Instructions to follow | Copy the stretch from the line containing "If any white facade" through the line containing "[0,248,474,316]" verbatim, keeping both of those lines.

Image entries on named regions
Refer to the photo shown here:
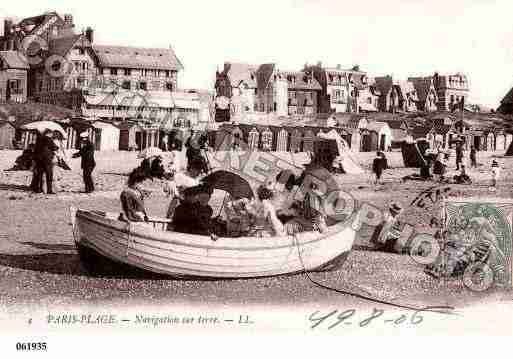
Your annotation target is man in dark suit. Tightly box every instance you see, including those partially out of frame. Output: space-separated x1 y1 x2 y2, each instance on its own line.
33 130 59 194
73 133 96 193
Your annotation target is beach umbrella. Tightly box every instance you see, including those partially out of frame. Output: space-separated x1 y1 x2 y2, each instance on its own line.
21 121 66 139
137 147 162 158
201 170 255 199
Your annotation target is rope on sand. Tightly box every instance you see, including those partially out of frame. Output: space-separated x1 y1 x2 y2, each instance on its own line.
293 234 456 315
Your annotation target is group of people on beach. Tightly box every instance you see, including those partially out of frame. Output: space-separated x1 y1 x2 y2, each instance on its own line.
120 150 328 239
402 141 501 188
23 129 96 194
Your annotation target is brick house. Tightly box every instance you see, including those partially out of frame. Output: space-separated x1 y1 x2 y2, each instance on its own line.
433 73 469 111
255 64 288 116
215 62 258 116
408 77 438 112
282 71 322 115
0 51 29 103
395 81 419 112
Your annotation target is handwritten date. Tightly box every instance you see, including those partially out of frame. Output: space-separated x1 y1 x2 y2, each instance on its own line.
308 308 448 329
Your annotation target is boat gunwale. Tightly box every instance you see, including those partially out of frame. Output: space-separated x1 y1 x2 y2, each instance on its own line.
76 209 356 251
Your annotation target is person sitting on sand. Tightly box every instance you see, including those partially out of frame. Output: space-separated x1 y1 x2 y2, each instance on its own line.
372 202 404 253
491 160 501 189
372 151 388 184
454 163 472 184
120 168 148 222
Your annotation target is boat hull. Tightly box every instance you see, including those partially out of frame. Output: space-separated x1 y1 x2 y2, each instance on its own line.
73 210 355 278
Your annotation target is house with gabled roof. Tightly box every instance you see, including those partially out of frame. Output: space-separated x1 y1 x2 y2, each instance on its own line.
408 77 438 112
395 81 419 112
0 51 30 103
215 62 258 116
281 70 322 115
374 76 401 113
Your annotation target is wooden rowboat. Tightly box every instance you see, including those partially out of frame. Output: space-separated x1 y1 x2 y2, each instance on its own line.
71 209 355 278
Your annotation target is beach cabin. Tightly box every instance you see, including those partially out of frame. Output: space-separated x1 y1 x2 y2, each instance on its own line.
260 127 273 151
0 120 16 150
55 117 92 150
290 128 303 153
276 128 289 152
118 122 144 151
367 121 392 151
303 129 315 152
92 121 120 151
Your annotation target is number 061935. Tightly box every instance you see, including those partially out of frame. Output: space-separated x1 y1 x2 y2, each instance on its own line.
16 342 47 351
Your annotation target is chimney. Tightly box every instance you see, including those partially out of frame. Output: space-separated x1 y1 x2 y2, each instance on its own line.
4 19 13 36
64 14 75 28
86 26 94 44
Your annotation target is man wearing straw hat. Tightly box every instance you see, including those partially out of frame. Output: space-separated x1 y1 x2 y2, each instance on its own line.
33 129 59 194
73 132 96 193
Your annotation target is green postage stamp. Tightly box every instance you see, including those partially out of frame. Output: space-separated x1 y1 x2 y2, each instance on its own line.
441 198 513 291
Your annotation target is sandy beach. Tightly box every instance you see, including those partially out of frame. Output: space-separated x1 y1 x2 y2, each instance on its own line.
0 151 513 310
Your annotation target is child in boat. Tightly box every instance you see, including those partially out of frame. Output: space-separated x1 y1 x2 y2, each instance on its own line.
164 156 201 218
303 183 328 233
224 198 253 237
491 160 501 189
173 185 217 240
454 163 472 184
120 168 148 222
249 185 286 237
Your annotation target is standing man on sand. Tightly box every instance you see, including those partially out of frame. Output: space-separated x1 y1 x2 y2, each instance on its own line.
33 129 59 194
73 132 96 193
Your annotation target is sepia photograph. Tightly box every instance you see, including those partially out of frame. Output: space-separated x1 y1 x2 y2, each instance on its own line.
0 0 513 358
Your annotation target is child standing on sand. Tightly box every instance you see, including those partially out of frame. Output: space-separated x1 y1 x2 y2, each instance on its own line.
491 160 501 189
470 146 477 167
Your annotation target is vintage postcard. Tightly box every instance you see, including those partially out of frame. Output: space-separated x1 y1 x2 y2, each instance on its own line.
0 0 513 358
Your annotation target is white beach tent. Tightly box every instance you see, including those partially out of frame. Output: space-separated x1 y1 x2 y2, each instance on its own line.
93 121 119 151
317 130 364 174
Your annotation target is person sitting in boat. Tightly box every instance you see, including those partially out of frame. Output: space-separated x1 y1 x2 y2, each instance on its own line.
173 185 217 240
164 160 202 218
224 198 253 237
120 168 148 222
272 170 304 223
249 185 286 237
302 183 328 233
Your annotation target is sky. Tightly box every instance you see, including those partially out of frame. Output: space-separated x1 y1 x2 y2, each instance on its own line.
0 0 513 108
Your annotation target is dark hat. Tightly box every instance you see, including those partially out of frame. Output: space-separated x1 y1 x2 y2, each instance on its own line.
388 202 403 214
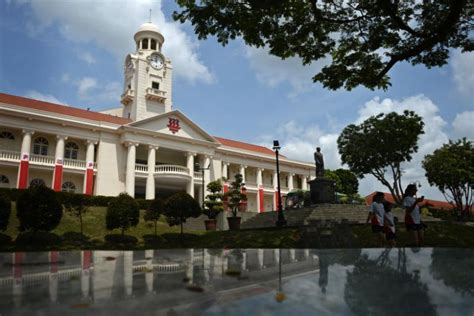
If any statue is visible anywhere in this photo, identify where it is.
[314,147,324,178]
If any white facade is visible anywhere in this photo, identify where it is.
[0,23,314,212]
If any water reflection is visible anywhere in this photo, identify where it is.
[0,248,474,315]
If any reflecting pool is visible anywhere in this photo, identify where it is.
[0,248,474,316]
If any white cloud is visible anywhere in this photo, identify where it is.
[245,46,328,97]
[452,111,474,140]
[25,90,66,105]
[78,52,96,65]
[258,95,456,200]
[451,51,474,99]
[17,0,213,83]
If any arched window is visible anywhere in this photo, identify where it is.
[0,131,15,140]
[30,178,46,187]
[33,137,49,156]
[0,174,10,188]
[64,142,79,160]
[62,181,76,193]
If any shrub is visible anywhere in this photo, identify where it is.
[105,193,140,236]
[16,186,63,233]
[163,192,201,234]
[143,198,164,236]
[0,192,12,231]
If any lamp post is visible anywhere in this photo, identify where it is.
[273,140,286,227]
[194,162,211,209]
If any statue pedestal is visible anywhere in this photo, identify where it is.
[308,178,336,204]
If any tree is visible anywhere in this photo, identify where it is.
[163,192,201,234]
[173,0,474,90]
[0,192,12,231]
[224,173,247,217]
[203,180,224,219]
[337,111,424,203]
[16,185,63,233]
[64,193,89,234]
[423,138,474,215]
[143,198,164,236]
[105,193,140,236]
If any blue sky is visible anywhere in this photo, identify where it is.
[0,0,474,198]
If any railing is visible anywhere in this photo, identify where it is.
[64,159,87,169]
[30,155,54,166]
[155,165,189,176]
[0,150,20,162]
[135,163,148,172]
[146,88,166,102]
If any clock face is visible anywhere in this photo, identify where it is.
[150,54,164,69]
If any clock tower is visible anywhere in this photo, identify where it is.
[121,22,173,121]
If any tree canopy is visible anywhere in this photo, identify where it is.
[423,138,474,214]
[337,111,424,202]
[173,0,474,90]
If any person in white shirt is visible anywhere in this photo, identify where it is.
[367,192,385,247]
[383,201,397,247]
[403,184,425,246]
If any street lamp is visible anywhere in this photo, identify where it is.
[273,140,286,227]
[194,162,211,209]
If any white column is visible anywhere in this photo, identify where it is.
[145,145,158,200]
[186,152,196,197]
[222,162,229,180]
[288,173,295,192]
[301,176,308,190]
[82,140,97,193]
[240,165,247,183]
[125,143,138,197]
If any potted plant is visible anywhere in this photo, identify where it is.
[203,180,224,231]
[224,173,247,230]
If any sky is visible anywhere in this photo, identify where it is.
[0,0,474,200]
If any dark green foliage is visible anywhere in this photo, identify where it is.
[203,180,224,219]
[16,186,63,233]
[105,193,140,235]
[224,173,247,217]
[163,192,201,234]
[337,111,424,203]
[0,192,12,231]
[423,138,474,218]
[143,198,164,236]
[173,0,474,90]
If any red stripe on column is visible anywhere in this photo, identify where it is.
[84,168,94,195]
[13,252,24,279]
[82,250,92,270]
[53,164,63,192]
[18,162,29,189]
[49,251,59,273]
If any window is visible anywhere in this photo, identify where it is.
[62,181,76,193]
[64,142,79,160]
[30,178,46,187]
[0,131,15,140]
[33,137,49,156]
[0,174,10,188]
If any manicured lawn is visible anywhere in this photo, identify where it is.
[0,207,474,251]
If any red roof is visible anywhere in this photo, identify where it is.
[0,93,131,125]
[214,136,285,157]
[365,192,455,210]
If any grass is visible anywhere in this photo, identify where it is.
[0,207,474,251]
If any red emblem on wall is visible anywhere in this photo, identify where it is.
[166,117,181,134]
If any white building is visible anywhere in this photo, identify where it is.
[0,23,314,212]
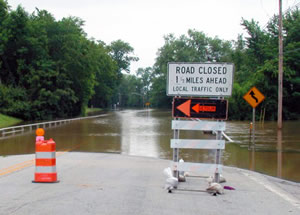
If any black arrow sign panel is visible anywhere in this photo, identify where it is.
[172,98,228,120]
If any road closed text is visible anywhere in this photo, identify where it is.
[168,63,233,96]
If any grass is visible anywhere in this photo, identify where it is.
[0,114,22,128]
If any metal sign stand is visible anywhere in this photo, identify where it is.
[173,118,179,178]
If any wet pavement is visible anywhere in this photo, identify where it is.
[0,152,300,215]
[0,109,300,182]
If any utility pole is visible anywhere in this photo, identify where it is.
[277,0,283,129]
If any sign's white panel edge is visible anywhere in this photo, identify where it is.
[166,62,235,97]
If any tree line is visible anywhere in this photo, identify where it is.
[0,0,300,120]
[0,0,138,120]
[150,8,300,120]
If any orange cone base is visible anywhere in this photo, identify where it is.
[33,173,59,183]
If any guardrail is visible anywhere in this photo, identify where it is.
[0,114,104,139]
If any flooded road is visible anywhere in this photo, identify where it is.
[0,110,300,182]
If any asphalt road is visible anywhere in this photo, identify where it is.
[0,152,300,215]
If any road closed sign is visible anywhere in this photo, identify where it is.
[167,63,234,97]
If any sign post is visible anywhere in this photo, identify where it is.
[243,87,265,146]
[167,62,234,185]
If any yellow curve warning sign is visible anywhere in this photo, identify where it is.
[243,87,265,108]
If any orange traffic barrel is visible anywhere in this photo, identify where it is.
[34,139,58,183]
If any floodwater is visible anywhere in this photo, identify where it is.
[0,109,300,182]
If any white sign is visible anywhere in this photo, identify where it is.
[167,63,234,97]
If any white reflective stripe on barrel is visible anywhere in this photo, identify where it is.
[35,152,55,159]
[171,139,225,149]
[172,120,226,131]
[35,166,56,173]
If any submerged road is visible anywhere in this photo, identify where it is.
[0,152,300,215]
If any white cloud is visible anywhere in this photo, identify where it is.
[8,0,299,71]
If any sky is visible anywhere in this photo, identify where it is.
[7,0,300,74]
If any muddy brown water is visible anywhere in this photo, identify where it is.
[0,110,300,182]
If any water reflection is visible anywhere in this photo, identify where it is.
[0,110,300,182]
[118,110,160,157]
[277,129,282,178]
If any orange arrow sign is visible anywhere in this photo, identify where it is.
[192,104,200,113]
[177,100,191,116]
[192,104,216,113]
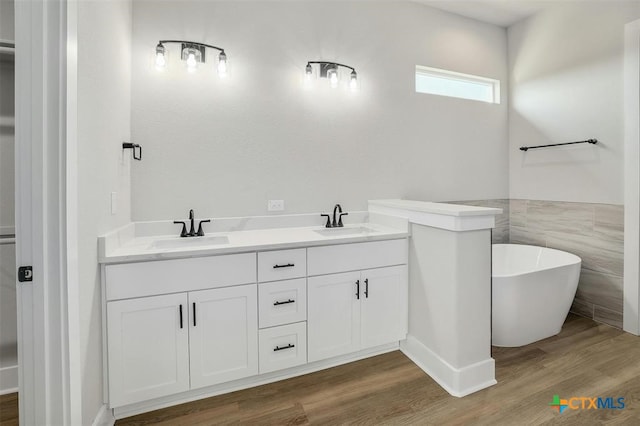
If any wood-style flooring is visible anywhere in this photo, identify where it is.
[0,314,640,426]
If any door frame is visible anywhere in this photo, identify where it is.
[623,19,640,335]
[15,0,82,425]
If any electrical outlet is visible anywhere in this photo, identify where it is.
[267,200,284,212]
[111,192,118,215]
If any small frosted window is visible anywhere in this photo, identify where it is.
[416,66,500,104]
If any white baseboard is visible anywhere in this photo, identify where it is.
[91,404,116,426]
[109,342,399,424]
[400,336,498,397]
[0,365,18,395]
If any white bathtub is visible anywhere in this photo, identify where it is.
[491,244,582,347]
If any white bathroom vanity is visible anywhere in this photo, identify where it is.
[99,200,499,418]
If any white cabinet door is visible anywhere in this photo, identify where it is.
[107,293,189,407]
[189,284,258,389]
[360,266,407,349]
[307,272,362,362]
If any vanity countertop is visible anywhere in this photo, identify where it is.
[99,222,409,264]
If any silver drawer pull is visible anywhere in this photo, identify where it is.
[273,343,296,352]
[273,263,296,269]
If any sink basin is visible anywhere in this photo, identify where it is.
[149,235,229,249]
[313,226,373,237]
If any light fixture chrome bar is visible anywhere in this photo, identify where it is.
[158,40,224,52]
[305,61,358,91]
[156,40,228,78]
[307,61,356,71]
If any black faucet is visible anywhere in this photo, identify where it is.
[173,209,211,237]
[189,209,196,237]
[320,204,349,228]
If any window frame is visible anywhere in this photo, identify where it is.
[415,65,500,104]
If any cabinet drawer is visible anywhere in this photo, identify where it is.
[258,278,307,328]
[307,238,408,276]
[259,322,307,374]
[105,253,256,300]
[258,249,307,282]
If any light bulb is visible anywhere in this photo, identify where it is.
[187,50,198,72]
[305,64,313,81]
[156,43,167,69]
[327,68,338,89]
[349,70,358,91]
[218,51,228,78]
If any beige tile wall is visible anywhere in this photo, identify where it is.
[509,200,624,328]
[448,199,624,328]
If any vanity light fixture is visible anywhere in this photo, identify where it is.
[156,40,228,78]
[305,61,358,91]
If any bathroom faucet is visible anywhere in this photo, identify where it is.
[320,204,349,228]
[189,209,196,237]
[331,204,349,228]
[173,209,211,237]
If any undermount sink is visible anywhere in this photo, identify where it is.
[149,235,229,249]
[314,226,373,237]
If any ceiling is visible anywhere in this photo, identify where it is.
[413,0,550,27]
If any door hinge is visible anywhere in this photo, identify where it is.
[18,266,33,283]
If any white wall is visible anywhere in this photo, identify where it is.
[0,1,18,390]
[508,1,640,204]
[77,1,132,424]
[132,1,508,220]
[0,0,15,41]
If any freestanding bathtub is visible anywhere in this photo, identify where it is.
[491,244,582,347]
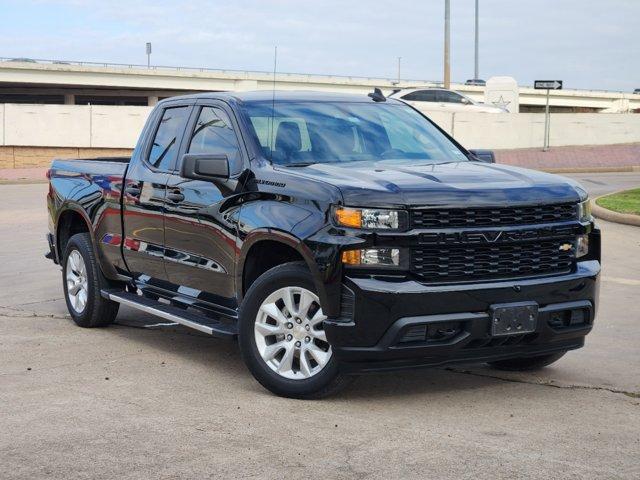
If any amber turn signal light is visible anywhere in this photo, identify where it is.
[334,207,362,228]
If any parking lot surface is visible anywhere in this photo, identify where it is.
[0,178,640,479]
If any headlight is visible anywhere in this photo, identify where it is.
[578,198,591,222]
[333,207,404,230]
[342,248,400,267]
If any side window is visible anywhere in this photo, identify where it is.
[402,90,436,102]
[188,107,242,175]
[441,90,462,103]
[148,107,189,170]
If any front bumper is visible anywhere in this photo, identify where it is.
[325,260,600,372]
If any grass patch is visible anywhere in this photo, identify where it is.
[596,188,640,215]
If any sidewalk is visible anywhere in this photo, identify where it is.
[0,144,640,183]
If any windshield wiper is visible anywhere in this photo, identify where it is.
[281,162,318,167]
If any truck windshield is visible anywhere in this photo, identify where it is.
[243,101,467,166]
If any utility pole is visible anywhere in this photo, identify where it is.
[473,0,480,80]
[542,88,551,152]
[444,0,451,88]
[147,42,151,68]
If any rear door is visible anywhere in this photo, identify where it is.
[122,103,193,282]
[165,100,248,313]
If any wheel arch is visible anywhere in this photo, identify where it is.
[236,228,326,303]
[56,205,96,261]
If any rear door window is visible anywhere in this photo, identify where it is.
[147,106,191,171]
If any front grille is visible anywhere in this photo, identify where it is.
[411,240,575,282]
[411,203,577,228]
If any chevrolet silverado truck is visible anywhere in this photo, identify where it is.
[47,91,600,398]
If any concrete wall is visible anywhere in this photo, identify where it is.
[0,104,640,155]
[429,112,640,149]
[0,104,151,148]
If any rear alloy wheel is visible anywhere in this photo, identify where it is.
[66,250,89,315]
[239,262,352,399]
[62,233,120,328]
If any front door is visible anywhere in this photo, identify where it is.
[165,104,246,313]
[122,106,192,283]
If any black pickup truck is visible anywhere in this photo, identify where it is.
[47,92,600,398]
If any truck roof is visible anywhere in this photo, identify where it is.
[162,90,397,103]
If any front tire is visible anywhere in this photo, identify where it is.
[62,233,120,328]
[489,352,567,372]
[239,262,351,399]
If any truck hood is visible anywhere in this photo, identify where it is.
[283,161,587,207]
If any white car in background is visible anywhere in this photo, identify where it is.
[389,88,508,113]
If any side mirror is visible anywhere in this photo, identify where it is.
[469,150,496,163]
[180,153,229,181]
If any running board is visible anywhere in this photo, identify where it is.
[100,290,238,339]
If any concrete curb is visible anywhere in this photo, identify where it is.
[544,164,640,173]
[591,189,640,227]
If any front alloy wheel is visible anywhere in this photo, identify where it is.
[238,262,353,399]
[254,287,331,380]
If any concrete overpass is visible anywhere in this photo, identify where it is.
[0,58,640,113]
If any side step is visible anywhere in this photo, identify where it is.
[100,290,238,339]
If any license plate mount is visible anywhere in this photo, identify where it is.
[490,302,538,337]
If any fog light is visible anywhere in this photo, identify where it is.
[342,248,400,267]
[576,235,589,258]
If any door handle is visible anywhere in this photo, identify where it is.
[124,185,141,197]
[167,192,184,203]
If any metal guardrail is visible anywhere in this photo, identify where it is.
[0,57,442,84]
[0,57,632,94]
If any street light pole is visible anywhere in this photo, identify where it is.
[147,42,151,68]
[444,0,451,88]
[473,0,480,80]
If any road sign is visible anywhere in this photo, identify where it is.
[533,80,562,90]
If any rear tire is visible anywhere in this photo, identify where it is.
[62,233,120,328]
[239,262,352,399]
[488,352,567,372]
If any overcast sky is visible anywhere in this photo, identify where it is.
[0,0,640,91]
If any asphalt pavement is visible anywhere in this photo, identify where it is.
[0,178,640,479]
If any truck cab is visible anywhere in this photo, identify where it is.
[48,92,600,398]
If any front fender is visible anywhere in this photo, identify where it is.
[235,228,326,305]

Correct result |
If any white facade is visible anywhere in this photo, identify where it is.
[0,23,314,212]
If any water reflection is visible anywhere in this photo, identify where it is.
[0,248,474,315]
If any reflecting pool is visible anywhere in this photo, identify where it is.
[0,248,474,316]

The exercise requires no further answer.